##### Text passage #####
The primary analysis examined “definite” PSA screening tests and overall mortality. We assumed an expected screening frequency of 30% among controls and designated an odds ratio (OR) of 0.67 as an important protective effect of screening, with P = .05 (2 tailed) and 80% power. Five-year (overall) survival for men with prostate cancer was estimated as 65%.18 Standard methods for calculating sample size for matched case-control studies12 determined that 498 cases and 498 controls were required. The data were analyzed using conditional logistic regression for matched data,19 adjusting for comorbidity and race.
A secondary analysis addressed cause-specific (prostate cancer) mortality as the outcome and a broadened definition of screening to include PSA or DRE as a program of screening. The ORs from the primary and secondary analyses define a range of point estimates for the effectiveness of screening.20 Additional analyses involved screening redefined to include patients with symptoms of benign prostatic hyperplasia (a common clinical scenario); and subsets of case patients and matched controls including those receiving a diagnosis between 1993 and 1995 (when screening was more common), those without substantial baseline comorbidity (a “sensitivity analysis” for cause-specific death), and younger patients. Finally, exposure was redefined as tests done for differential diagnosis, to check for an increased association with mortality.
A total of 72 909 men who were born before or during 1940 had ambulatory care clinic visits at any of the 10 VA medical centers in New England between 1989 and 1990. Among this population, 1248 men were removed from the study population owing to a diagnosis of prostate cancer before 1991. The final cohort included the remaining 71 661 men, with 14 430 (20.1%) aged 50 to 59 years; 33 360 (46.6%), 60 to 69 years; 20 640 (28.8%), 70 to 79 years; and 3231 (4.5%), 80 years or older.
Among this group, 1425 men were diagnosed as having prostate cancer between 1991 and 1995. Follow-up for mortality through 1999 identified 501 case patients who died, exceeding our sample size threshold of 498. As of January 1, 2000, 5-year overall survival among the 1425 men with prostate cancer was 68%, with a projected median survival of 8.1 years (95% confidence interval [CI], 7.6-9.0 years). For each case patient, a control patient (n = 501) matched for age and site was randomly selected from the cohort.
Demographic and clinical characteristics for the 1002 patients in case-control analyses are given in Table 1; the median age was 72.5 years. Cases, compared with controls, were more likely to be black (10% vs 4.2%), and more likely to have any (vs no) comorbid diseases (72% vs 56%). The median time interval for the screening “window” prior to diagnosis was 24 months; 25% of case patients had evidence of nonlocalized disease at diagnosis and most had tumors with moderate histological differentiation.
#####
§ **Your instructions**
Transcribe the part of the prostate cancer screening passage above that opens with the words containing "The primary analysis" and closes with "comorbidity and race.".
##### Data to examine #####
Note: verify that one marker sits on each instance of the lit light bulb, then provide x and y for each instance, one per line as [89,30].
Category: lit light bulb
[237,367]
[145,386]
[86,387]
#####
§ **Solution to this problem**
The primary analysis examined “definite” PSA screening tests and overall mortality. We assumed an expected screening frequency of 30% among controls and designated an odds ratio (OR) of 0.67 as an important protective effect of screening, with P = .05 (2 tailed) and 80% power. Five-year (overall) survival for men with prostate cancer was estimated as 65%.18 Standard methods for calculating sample size for matched case-control studies12 determined that 498 cases and 498 controls were required. The data were analyzed using conditional logistic regression for matched data,19 adjusting for comorbidity and race.